- Task -
A picture-free, exact copy of all the records below is the goal.

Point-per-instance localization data
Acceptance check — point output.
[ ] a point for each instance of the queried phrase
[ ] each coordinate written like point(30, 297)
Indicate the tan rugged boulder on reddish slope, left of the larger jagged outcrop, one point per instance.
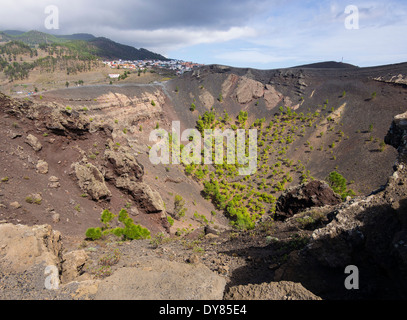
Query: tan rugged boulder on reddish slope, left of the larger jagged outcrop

- Your solution -
Acceptance check — point output.
[ ] a point for each instance of the queried phrase
[ ] each coordinate written like point(30, 297)
Indicate the tan rugged boulder on reddish slope, left of the larger jagged outcrop, one point per instance.
Query: tan rugged boulder on reddish slope, left of the larger jagged outcrop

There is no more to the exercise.